# Extrait
╔══
CA AMIENS (1re ch. 2e sect.), 19 février 2009
CERCLAB - DOCUMENT N° 2625
CA AMIENS (1re ch. 2e sect.), 19 février 2009 : RG n° 07/03430 ; arrêt n° 112
Publication : Juris-Data n° 2009-375700
Extraits : 1/ « Que cette formulation détourne les dispositions de l'article L. 311-10 du code de la consommation selon lequel le prêteur doit préciser le montant du crédit ; que cette clause qui permet une augmentation du crédit sans nouvelle offre préalable prive l'emprunteur de la faculté d'ordre public de rétractation ; Attendu qu'il y a lieu en conséquence de déclarer que la clause aux termes de laquelle le montant du découvert convenu initialement peut être augmenté sur simple accord tacite des parties est abusive et doit être réputée non écrite ».
╚══
# Consignes de l'exercice
a) D'après l'extrait de l'arrêt de la cour d'appel d'Amiens, que le prêteur doit-il préciser selon l'article L. 311-10 du code de la consommation ?
b) Reprenez la rédaction de l'extrait de l'arrêt de la cour d'appel d'Amiens à la suite de sa dernière phrase.

# Données enregistrées
╔══
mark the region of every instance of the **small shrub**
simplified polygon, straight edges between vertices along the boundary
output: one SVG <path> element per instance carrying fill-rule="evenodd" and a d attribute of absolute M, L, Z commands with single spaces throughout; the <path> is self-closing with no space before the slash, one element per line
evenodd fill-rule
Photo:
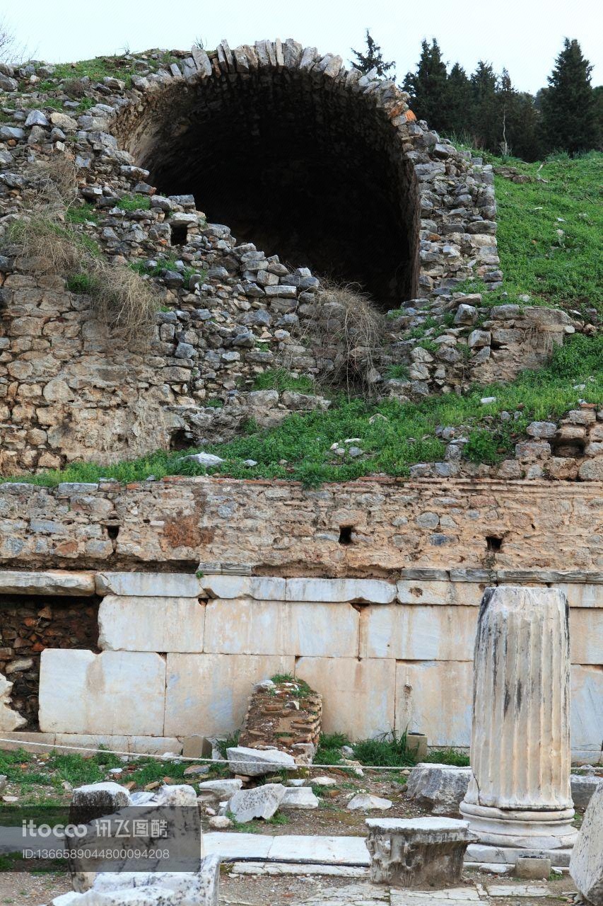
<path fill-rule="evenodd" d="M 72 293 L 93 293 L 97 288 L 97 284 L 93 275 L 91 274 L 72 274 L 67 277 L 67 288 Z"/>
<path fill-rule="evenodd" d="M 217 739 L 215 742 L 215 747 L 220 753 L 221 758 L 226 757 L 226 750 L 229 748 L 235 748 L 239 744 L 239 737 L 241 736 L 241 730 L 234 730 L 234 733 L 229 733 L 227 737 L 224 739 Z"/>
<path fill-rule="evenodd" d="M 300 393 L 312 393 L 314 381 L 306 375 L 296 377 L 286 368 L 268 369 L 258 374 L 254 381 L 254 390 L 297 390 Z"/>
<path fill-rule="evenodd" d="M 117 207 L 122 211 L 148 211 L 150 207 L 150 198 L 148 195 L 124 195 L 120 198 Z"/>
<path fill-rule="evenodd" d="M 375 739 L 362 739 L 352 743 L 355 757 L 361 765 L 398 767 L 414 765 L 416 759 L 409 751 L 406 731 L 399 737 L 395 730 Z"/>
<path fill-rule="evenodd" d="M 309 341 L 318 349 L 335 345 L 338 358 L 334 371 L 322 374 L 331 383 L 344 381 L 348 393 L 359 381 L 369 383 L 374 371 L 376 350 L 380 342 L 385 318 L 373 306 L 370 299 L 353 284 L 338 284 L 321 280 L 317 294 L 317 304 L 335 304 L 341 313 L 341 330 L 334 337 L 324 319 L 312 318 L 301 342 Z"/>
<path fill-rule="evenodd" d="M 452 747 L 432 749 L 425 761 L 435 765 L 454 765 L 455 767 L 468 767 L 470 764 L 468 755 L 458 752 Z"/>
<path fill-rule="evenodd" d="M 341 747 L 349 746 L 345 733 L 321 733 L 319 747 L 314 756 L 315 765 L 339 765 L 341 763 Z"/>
╚══
╔══
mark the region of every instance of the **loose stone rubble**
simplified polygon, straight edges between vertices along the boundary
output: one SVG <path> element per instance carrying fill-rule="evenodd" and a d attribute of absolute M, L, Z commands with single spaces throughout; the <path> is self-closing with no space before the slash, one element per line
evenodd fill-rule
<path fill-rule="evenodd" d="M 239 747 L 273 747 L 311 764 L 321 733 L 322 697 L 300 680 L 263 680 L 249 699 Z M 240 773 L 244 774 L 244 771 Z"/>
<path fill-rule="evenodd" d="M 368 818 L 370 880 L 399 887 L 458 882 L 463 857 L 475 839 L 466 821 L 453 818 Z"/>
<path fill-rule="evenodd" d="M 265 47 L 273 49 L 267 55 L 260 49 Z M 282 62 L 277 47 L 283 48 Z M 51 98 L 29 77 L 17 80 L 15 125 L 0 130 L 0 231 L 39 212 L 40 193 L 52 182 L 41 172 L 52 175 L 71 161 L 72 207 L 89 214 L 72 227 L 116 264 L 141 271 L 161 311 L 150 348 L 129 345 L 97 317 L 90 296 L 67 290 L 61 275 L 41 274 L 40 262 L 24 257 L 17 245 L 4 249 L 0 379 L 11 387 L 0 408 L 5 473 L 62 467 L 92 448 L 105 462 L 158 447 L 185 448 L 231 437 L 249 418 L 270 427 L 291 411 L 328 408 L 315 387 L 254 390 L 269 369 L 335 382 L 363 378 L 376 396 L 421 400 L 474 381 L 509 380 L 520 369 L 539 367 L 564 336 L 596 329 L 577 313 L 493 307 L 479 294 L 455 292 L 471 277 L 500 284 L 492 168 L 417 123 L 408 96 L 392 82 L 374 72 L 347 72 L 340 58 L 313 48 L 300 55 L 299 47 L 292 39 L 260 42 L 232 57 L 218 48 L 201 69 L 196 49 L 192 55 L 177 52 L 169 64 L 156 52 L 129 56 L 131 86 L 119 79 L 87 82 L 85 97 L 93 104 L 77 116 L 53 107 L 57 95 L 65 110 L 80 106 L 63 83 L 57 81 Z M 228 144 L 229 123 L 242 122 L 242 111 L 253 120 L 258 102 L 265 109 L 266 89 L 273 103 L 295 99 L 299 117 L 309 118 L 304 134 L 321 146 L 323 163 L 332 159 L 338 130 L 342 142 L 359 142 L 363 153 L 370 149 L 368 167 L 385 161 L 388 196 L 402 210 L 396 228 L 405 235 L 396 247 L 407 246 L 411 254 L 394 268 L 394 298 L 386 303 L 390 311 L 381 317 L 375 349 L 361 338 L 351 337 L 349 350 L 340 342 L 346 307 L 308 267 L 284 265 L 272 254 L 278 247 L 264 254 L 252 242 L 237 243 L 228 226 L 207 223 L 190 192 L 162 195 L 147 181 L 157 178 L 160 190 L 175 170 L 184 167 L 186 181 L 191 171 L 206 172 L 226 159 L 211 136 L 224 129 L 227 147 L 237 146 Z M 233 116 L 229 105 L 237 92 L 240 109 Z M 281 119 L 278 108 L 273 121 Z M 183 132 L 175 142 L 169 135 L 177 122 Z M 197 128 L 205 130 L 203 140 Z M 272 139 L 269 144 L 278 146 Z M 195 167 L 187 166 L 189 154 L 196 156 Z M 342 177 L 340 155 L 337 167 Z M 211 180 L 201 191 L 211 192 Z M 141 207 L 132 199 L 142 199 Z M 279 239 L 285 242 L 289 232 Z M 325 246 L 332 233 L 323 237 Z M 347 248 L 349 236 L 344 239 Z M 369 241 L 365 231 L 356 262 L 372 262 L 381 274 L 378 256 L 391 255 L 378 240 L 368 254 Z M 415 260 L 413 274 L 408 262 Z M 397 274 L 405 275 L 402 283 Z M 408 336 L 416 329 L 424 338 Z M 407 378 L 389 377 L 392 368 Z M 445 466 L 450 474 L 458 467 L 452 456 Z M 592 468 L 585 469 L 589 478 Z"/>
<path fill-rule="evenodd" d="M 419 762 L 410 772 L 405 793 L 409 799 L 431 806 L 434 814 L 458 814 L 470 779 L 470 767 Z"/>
╚══
# Réponses fournies
a) Le montant du crédit.

b)
2/ « Attendu que la forclusion constitue une fin de non recevoir d'ordre public, aux termes de l'article L. 313-16 du Code de la consommation, qu'il appartient au juge de la soulever d'office, conformément aux dispositions de l'article 125 du code de procédure civile ; même en l'absence de contestation de la part du débiteur ; qu'il convient de rechercher si la société Finaref n'est pas forclose en son action ».
COUR D’APPEL D’AMIENS
PREMIÈRE CHAMBRE DEUXIÈME SECTION
ARRÊT DU 19 FÉVRIER 2009
ÉLÉMENTS D’IDENTIFICATION DE LA DÉCISION (N.B. : mention ne figurant pas sur l’original)
R.G. n° 07/03430. Arrêt n° 112. Appel d’un jugement du Tribunal d’Instance d’Amiens du 11 juin 2007.
PARTIES EN CAUSE :
APPELANTS :
- Monsieur X.
né le [date] à [ville]
- Madame Y.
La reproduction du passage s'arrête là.